* _PROVIDED TEXT_:

↓

The effects of filter settings were analyzed by assessing SD${}_{1-4}$, when different $\tau$ were applied in the algorithm for the HS106 data, as shown in Figure 8. The variation in rate-of-change is large in F5, as shown in Figure 7a. This will cause the algorithm to not identify a steady glide phase in many jumps; i.e., start and end will be defined at p${}_m$, which is also shown in Appendix A (

Table A2. Percentage of the 38 jumps from HS106 where the algorithm was able to detect a steady glide of 5 $\mathrm{m}$ or more for the unfiltered data F0 and the different filter settings F1–F10, with $\tau$ ranging from 0.005 to $0.015$ $\mathrm{s}$⁻¹.

Filter	0.015	0.014	0.013	0.012	0.011	0.010	0.009	0.008	0.007	0.006	0.005
F0	0	0	0	0	0	0	0	0	0	0	0
F1	0	0	0	0	0	0	0	0	0	0	0
F2	0	0	0	0	0	0	0	0	0	0	0
F3	18.4	7.9	0	0	0	0	0	0	0	0	0
F4	94.7	84.2	81.6	81.6	78.9	78.9	73.7	52.6	44.7	28.9	18.4
F5	100	100	100	100	97.4	92.1	92.1	84.2	76.3	63.2	50
F6	100	100	100	100	100	100	100	100	100	97.4	94.7
F7	100	100	100	100	100	100	100	100	100	100	97.4
F8	100	100	100	100	100	100	100	100	100	100	100
F9	97.4	97.4	97.4	97.4	97.4	97.4	97.4	97.4	97.4	97.4	97.4
F10	100	100	100	100	100	100	100	97.4	97.4	89.5	81.6

). This explains the small SD${}_{1,2}$ for small $\tau$ for F5 in Figure 8a,b. SD${}_{1,2}$ increased rapidly for increasing $\tau$ and were in total much larger than for the other filters; i.e., the data were considered as not sufficiently filtered. Filter setting F8 showed a lower SD${}_{1,2}$ than the other filters. However, SD${}_{3,4}$ was large, indicating that the algorithm had defined parts of the preparation phases as steady, i.e., the data were considered as too heavily filtered.

To investigate F6 and F7 further, the cost function of the standard deviation was analyzed to find the ${\tau }_{opt}$, as in Figure 6, shown in Figure 9.

↑

* _AIM 1_: In the passage on filter settings, translate this sentence into Spanish: "The variation in rate-of-change is large in F5, as shown in Figure 7a."
* _AIM 2_: According to Table A2 in the passage on filter settings, which filter settings reached 100 percent at a τ of 0.015? List all of them.
* _AIM 3_: Extend the passage on filter settings by continuing from its final sentence.
The items that follow this text come from a separate source.

* _DATA EXTRACT_:
↓

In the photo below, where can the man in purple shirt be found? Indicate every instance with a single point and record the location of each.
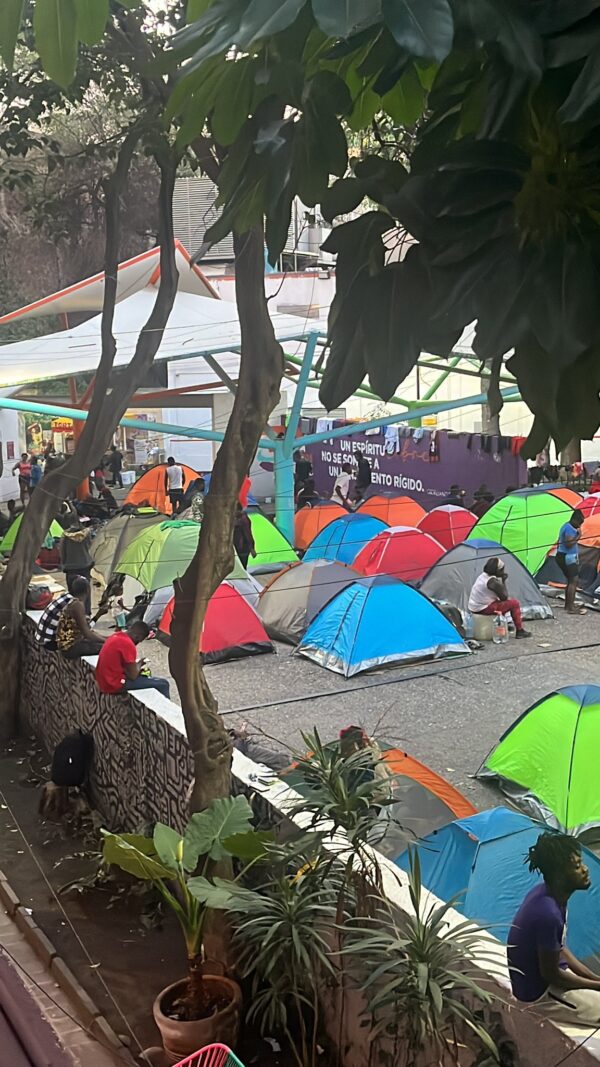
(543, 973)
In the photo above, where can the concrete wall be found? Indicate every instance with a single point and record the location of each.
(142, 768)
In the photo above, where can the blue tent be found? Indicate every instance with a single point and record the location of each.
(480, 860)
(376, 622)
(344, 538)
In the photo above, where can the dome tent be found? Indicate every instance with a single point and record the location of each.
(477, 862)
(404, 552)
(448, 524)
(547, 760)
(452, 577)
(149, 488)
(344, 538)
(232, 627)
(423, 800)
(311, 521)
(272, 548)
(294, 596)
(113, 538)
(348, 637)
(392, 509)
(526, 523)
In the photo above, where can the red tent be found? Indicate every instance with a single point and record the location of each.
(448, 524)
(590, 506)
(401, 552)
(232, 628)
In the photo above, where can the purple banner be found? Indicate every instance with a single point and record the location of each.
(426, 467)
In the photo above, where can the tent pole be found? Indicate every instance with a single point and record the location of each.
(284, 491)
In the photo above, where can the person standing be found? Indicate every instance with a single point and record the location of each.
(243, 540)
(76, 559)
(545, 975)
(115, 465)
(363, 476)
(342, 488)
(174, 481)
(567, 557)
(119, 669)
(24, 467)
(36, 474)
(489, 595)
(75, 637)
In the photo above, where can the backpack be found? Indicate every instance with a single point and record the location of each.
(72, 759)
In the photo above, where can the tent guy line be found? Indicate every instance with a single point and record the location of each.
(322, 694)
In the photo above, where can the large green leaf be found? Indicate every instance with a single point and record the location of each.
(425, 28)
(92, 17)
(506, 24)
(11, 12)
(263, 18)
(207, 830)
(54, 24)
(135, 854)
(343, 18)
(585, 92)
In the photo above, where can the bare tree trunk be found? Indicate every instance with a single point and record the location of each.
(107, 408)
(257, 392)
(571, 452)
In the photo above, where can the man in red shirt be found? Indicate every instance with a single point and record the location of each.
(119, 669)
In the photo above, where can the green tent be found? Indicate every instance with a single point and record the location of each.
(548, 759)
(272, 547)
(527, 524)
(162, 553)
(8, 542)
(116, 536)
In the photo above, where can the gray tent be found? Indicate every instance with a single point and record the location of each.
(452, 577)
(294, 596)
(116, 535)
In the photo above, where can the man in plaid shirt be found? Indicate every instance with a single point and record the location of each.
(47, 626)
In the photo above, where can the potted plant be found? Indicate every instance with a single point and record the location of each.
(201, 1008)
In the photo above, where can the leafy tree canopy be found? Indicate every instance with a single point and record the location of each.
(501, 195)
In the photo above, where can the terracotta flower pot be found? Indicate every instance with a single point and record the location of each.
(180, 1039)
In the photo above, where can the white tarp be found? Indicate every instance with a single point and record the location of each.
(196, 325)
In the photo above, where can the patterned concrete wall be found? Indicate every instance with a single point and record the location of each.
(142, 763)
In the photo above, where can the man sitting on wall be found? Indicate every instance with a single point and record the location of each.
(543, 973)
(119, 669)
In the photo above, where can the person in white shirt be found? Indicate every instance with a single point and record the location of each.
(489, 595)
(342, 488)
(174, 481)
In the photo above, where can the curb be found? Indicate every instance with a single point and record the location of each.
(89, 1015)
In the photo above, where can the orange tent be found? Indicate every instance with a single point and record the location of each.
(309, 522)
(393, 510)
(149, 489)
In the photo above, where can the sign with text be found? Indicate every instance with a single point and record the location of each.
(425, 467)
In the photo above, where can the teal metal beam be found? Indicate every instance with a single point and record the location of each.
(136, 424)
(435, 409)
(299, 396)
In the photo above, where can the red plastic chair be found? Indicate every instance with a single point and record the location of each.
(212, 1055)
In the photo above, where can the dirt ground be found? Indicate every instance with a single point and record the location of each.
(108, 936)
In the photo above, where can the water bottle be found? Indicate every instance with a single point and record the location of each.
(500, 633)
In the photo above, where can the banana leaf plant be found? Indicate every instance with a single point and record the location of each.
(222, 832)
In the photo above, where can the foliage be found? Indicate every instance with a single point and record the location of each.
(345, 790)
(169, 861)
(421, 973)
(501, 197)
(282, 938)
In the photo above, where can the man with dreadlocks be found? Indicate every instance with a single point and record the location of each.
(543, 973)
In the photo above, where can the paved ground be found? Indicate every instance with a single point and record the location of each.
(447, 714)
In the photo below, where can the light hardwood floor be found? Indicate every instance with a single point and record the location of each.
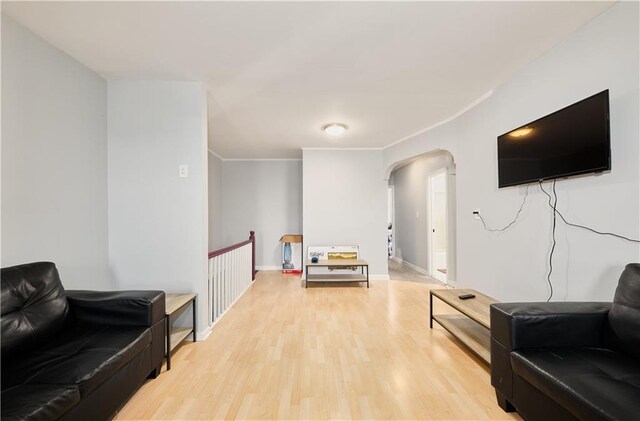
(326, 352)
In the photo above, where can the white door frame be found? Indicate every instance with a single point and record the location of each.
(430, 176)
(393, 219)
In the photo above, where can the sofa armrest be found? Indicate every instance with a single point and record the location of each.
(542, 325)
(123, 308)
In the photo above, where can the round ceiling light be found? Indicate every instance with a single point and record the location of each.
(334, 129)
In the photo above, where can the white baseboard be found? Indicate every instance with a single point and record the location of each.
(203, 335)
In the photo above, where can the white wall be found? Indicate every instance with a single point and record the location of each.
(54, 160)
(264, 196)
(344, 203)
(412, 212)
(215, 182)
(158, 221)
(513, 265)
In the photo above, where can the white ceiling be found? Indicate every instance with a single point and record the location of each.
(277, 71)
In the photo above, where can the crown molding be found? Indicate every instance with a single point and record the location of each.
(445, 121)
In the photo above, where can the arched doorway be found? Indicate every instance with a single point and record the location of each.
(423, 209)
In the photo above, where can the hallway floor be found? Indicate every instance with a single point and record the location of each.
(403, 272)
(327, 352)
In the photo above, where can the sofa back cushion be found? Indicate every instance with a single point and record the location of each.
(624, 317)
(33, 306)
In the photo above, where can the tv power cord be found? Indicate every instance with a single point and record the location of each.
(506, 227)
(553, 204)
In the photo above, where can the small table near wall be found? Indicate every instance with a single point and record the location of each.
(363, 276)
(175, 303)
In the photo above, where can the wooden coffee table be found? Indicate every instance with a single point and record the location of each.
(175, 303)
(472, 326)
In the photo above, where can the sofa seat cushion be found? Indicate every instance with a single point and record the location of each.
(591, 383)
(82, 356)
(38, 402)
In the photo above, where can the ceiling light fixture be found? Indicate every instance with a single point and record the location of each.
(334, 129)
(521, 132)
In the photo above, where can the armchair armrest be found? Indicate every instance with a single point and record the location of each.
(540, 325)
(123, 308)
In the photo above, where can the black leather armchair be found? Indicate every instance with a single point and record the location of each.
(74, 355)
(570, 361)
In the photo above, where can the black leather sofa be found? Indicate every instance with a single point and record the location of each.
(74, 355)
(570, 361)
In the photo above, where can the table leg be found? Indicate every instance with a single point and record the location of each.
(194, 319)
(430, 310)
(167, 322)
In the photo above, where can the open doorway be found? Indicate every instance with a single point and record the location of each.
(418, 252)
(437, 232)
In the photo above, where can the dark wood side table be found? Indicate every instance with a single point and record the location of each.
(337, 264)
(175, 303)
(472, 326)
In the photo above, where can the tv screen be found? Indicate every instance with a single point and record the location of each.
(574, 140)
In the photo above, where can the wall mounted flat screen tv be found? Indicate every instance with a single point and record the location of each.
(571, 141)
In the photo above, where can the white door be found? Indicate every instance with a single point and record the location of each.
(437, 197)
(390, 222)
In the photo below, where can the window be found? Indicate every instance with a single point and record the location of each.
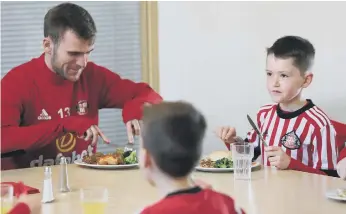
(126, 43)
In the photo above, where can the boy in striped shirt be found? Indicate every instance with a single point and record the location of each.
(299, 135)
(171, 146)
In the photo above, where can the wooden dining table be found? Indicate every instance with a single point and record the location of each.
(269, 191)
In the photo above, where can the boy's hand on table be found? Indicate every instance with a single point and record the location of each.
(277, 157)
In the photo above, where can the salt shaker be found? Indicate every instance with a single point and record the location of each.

↑

* _WRITTEN ANSWER 1_: La variación en la tasa de cambio es grande en F5, como se muestra en la Figura 7a.

* _WRITTEN ANSWER 2_: F5, F6, F7, F8, F10

* _WRITTEN ANSWER 3_:
Both filter settings showed similar trends with ${\tau }_{opt}$ = $0.01$ $\mathrm{s}$⁻¹. Both filter settings were considered adequate for this data collection, but F6 was chosen as the average standard deviation, the aforementioned parameters were ∼2% lower on average over all thresholds, and ∼1.2% was lower at $0.01$ $\mathrm{s}$⁻¹.

3.3. Hill Size and Performance Level

After defining $\tau$ and filter settings, the algorithm was tested on data from other hills and ski jumpers. The jumps on HS106 and HS140 were both performed by male ski jumpers normally competing in World Cup and Continental Cup competitions and the jumps on HS117 and HS77 were performed by male and female junior athletes. Testing the algorithm on the data from hill size (HS140/HS106 and HS117/HS77) and different performance levels (HS106/HS117) aimed to assess whether the algorithm was robust in conditions and athletes other than in HS106. The average data from HS106 are displayed in Figure 3 and Figure 7 and the data from HS77, HS117, and HS140 are shown in Figure 10.

As was done for HS106, the data from HS77, HS117, and HS140 were analyzed with threshold values ranging from $0.005$ $\mathrm{s}$⁻¹ to $0.015$ $\mathrm{s}$⁻¹. The average relative standard deviation values for the different hills are shown in Figure 11 along with the average across all four hills.

The cost functions of all data sets display the same trend with ${\tau }_{opt}$= $0.01$ $\mathrm{s}$⁻¹ leading to a minimal normalized SD. Hence, the properties here used to define the steady glide phase, with a maximum allowed change in the rate-of-change in $LD$-ratio ($\tau$), can be used regardless of the performance level of the athletes or the hill size.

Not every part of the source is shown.